> **PROVIDED RECORDS**

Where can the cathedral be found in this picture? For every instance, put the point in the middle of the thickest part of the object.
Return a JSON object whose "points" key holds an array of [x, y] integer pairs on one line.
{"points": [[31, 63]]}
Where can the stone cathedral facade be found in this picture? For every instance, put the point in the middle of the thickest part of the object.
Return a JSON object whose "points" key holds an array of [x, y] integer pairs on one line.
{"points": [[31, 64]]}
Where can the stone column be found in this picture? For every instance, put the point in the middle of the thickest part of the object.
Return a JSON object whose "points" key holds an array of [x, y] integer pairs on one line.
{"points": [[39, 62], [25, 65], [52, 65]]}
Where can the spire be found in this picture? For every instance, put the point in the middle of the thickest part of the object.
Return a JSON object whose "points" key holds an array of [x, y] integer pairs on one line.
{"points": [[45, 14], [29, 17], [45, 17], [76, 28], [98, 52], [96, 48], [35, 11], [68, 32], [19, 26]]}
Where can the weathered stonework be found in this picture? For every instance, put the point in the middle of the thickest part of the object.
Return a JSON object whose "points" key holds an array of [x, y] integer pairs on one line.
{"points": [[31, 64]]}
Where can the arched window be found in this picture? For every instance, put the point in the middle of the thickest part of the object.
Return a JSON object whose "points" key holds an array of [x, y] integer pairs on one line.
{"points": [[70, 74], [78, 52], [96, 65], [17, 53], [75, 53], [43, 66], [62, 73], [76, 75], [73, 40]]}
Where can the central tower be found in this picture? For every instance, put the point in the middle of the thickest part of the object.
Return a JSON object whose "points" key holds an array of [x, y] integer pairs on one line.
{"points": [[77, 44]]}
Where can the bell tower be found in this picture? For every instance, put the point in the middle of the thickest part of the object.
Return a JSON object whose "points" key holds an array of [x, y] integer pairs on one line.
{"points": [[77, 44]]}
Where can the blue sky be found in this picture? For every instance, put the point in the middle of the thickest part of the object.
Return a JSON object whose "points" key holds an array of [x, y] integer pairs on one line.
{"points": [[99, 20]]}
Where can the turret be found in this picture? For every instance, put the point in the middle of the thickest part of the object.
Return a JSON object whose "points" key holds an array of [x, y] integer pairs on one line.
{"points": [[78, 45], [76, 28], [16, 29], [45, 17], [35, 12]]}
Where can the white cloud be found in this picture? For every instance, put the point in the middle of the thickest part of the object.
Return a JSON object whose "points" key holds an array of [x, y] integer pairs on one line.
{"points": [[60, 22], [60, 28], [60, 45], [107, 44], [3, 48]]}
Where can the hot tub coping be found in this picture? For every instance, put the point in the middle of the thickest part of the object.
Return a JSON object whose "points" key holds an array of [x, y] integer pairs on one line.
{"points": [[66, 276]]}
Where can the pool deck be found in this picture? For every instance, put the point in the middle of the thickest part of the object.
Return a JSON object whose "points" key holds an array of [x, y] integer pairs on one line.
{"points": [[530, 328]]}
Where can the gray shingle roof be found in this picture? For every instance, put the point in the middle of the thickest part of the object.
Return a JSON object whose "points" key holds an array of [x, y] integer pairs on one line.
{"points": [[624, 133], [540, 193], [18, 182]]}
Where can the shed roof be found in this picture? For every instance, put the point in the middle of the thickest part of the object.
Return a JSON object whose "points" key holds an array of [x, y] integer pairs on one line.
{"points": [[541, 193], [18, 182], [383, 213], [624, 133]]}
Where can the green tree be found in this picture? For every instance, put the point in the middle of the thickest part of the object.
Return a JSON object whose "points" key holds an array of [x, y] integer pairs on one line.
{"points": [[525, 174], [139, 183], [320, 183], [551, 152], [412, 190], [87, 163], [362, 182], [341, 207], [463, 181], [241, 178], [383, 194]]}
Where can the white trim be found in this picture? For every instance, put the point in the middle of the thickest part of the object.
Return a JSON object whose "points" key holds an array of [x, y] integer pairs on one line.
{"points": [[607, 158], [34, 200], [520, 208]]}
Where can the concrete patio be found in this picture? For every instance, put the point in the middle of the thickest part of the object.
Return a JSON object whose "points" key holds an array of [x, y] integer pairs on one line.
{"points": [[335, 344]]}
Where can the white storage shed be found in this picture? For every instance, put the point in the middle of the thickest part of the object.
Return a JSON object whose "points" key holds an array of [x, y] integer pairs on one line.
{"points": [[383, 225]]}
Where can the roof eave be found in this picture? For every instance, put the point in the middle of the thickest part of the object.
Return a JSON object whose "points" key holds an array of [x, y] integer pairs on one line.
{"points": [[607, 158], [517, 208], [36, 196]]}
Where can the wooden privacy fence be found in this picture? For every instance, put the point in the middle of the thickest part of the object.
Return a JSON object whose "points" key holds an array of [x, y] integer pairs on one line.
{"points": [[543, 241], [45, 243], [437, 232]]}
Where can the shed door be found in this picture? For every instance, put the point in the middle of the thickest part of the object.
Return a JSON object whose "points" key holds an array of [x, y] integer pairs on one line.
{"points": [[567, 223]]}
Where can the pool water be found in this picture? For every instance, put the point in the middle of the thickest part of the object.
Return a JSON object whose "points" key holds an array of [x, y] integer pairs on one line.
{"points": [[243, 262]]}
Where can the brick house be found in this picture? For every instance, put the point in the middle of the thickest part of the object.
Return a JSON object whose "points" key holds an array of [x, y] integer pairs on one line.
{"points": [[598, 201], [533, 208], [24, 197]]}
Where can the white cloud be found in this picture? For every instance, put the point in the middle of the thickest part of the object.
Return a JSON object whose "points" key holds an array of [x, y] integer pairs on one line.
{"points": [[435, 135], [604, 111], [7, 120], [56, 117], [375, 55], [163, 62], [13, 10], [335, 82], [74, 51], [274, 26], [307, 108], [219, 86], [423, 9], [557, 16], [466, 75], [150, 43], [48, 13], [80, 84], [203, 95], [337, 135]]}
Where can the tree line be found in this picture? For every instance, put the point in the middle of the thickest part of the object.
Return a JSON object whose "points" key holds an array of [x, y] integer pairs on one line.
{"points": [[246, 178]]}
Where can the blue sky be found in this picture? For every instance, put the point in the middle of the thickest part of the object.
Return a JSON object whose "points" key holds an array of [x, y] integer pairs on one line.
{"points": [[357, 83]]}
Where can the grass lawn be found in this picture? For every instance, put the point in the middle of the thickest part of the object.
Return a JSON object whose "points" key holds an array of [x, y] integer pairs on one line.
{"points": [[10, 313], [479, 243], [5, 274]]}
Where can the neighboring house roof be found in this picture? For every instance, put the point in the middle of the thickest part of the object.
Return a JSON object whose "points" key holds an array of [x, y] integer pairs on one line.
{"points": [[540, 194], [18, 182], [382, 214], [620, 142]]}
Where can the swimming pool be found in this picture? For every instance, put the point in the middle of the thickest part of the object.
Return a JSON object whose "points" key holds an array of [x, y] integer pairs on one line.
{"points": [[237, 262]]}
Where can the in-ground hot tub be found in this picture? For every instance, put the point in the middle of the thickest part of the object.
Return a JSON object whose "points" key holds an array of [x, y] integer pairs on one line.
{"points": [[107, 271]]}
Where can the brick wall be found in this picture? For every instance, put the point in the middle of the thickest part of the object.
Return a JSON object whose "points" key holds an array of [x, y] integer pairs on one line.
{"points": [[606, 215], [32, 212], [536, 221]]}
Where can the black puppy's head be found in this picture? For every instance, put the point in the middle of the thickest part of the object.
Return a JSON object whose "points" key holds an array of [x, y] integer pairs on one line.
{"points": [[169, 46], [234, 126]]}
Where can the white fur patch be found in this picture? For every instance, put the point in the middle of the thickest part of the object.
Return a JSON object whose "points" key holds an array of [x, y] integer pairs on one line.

> **WORK ORDER**
Go through the data, and copy each line in which the word "cathedral" appears.

> **RESULT BELOW**
Where can the cathedral be found in this picture? For every instance, put the point in the middle of the thickest part of the object.
Where can the stone cathedral facade be found in this picture? For every instance, put the point in the middle of the thickest part of the object.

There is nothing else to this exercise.